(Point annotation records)
◆ ◆ ◆ ◆ ◆
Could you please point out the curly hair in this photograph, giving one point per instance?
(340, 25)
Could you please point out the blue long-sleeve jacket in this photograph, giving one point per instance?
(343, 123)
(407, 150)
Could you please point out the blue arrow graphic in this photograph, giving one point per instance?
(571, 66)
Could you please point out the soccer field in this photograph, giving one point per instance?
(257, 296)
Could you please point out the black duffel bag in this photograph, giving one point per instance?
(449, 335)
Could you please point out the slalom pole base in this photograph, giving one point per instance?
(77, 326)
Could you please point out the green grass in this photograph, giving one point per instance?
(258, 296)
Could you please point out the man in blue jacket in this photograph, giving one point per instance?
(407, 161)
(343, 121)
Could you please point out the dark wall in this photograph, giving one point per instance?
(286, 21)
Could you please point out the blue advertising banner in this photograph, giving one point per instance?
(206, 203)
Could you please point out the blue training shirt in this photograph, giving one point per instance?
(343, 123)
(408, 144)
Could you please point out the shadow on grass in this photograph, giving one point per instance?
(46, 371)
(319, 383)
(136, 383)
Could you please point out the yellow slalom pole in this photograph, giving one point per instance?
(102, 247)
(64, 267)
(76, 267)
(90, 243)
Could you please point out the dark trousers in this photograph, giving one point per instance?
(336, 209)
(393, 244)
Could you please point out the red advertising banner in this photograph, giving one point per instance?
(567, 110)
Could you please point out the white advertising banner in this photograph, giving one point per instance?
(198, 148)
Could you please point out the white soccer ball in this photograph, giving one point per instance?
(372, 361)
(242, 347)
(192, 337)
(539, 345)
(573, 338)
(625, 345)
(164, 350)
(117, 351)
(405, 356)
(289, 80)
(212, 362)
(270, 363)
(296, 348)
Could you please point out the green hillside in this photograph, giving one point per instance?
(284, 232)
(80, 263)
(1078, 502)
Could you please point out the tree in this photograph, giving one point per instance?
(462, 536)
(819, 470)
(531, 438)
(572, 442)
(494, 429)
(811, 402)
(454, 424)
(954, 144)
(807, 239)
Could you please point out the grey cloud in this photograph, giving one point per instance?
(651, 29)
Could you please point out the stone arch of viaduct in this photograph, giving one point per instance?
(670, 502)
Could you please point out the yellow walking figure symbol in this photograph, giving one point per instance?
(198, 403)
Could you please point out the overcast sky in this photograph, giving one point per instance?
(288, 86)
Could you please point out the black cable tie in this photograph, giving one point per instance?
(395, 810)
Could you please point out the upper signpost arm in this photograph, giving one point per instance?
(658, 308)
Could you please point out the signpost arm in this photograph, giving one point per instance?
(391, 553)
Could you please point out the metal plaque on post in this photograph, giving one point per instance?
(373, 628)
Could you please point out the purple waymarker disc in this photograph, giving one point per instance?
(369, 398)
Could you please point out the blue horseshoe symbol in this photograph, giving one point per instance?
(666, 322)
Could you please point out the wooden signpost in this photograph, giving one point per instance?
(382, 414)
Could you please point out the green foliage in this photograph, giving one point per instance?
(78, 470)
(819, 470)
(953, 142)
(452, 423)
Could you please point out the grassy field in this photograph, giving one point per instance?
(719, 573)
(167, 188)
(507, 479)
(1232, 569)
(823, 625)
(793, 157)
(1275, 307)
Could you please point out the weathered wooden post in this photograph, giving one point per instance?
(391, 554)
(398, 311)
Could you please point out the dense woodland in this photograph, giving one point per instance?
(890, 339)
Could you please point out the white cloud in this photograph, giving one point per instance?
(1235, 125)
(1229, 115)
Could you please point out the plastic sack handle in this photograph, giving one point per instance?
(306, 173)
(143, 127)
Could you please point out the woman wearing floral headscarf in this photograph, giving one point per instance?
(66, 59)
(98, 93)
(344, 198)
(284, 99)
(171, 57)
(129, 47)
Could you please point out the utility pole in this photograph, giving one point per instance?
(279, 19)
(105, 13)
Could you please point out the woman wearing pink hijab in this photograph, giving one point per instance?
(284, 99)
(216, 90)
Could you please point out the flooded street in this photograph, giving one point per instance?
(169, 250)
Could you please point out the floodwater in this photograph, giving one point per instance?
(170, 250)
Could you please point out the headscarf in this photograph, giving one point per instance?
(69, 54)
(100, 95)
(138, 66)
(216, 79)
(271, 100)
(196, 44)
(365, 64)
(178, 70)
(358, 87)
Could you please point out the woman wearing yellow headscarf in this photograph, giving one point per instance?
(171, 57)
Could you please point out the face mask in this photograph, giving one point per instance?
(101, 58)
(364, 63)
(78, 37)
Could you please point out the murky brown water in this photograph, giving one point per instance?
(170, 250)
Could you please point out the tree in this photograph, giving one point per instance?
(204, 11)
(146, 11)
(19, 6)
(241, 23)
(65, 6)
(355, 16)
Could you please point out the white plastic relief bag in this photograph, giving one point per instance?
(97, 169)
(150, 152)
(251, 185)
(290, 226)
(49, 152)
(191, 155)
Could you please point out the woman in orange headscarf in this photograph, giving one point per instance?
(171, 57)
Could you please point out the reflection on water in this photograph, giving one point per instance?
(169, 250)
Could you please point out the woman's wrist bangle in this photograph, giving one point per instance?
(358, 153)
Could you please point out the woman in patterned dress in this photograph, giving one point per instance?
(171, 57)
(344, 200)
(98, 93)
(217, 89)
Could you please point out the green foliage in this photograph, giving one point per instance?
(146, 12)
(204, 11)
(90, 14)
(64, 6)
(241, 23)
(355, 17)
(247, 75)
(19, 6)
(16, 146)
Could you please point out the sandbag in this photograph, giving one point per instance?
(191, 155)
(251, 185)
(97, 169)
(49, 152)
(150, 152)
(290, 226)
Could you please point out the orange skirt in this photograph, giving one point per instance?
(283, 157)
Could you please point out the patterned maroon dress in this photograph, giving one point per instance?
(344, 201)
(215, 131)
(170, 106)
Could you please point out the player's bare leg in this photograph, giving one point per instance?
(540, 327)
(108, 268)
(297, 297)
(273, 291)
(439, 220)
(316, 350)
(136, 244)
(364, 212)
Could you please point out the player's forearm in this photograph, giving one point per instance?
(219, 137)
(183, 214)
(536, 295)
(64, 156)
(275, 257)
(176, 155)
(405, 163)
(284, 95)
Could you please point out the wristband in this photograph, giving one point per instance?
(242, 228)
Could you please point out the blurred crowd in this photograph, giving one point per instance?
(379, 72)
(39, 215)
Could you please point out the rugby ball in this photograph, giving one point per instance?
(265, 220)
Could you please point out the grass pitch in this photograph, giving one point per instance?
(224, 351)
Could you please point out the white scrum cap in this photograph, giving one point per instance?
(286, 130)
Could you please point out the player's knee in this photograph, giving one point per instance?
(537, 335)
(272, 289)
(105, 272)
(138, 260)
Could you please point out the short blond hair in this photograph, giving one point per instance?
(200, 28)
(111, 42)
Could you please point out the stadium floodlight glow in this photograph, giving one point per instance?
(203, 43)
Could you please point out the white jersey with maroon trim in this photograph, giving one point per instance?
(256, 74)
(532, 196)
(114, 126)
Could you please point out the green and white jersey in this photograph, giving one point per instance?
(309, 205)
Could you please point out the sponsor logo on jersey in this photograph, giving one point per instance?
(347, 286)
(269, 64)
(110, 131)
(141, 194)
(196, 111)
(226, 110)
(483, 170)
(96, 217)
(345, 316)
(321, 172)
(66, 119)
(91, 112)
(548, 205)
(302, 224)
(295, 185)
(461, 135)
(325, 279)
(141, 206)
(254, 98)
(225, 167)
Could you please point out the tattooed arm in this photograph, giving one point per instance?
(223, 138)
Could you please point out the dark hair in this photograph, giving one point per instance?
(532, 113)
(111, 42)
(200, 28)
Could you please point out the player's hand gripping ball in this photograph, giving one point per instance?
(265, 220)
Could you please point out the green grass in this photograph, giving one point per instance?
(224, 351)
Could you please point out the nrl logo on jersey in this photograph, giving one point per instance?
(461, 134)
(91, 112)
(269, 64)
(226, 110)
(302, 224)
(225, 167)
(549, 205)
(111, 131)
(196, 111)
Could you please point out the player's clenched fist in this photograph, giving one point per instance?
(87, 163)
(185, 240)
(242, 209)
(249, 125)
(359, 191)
◆ ◆ ◆ ◆ ◆
* [WRITTEN EXERCISE]: Reproduce exactly the line containing "Could you please point out the green and" and every line after it through the end of the records above, and nothing else.

* [ANSWER BELOW]:
Could you please point out the green and white jersey in this photograph, giving one point per instance?
(309, 205)
Could you please point out the sponsor logo on jersey in this photograph, giving one point per instance?
(347, 286)
(269, 64)
(110, 131)
(141, 194)
(196, 111)
(226, 110)
(483, 170)
(96, 217)
(345, 316)
(321, 172)
(66, 119)
(91, 112)
(548, 205)
(302, 224)
(295, 185)
(461, 135)
(325, 279)
(141, 206)
(254, 98)
(225, 167)
Could you please point out the tattooed arm in this photograph, giving one point per instance?
(223, 138)
Could you please point out the dark hair in this photograph, giving one point per instance?
(532, 113)
(111, 42)
(200, 28)
Could you please point out the player's hand gripping ball in this photograph, giving one point per instance?
(265, 220)
Could you please point out the green grass in this photograph, giving one point per instance?
(224, 351)
Could you please point out the nrl logo on jersey in this photograph, giving one point per instance?
(461, 134)
(91, 112)
(269, 64)
(226, 110)
(302, 224)
(225, 167)
(549, 205)
(111, 131)
(196, 111)
Could you please point out the player's clenched fist in this photograph, giving one point per instance?
(87, 163)
(185, 240)
(242, 209)
(249, 125)
(359, 191)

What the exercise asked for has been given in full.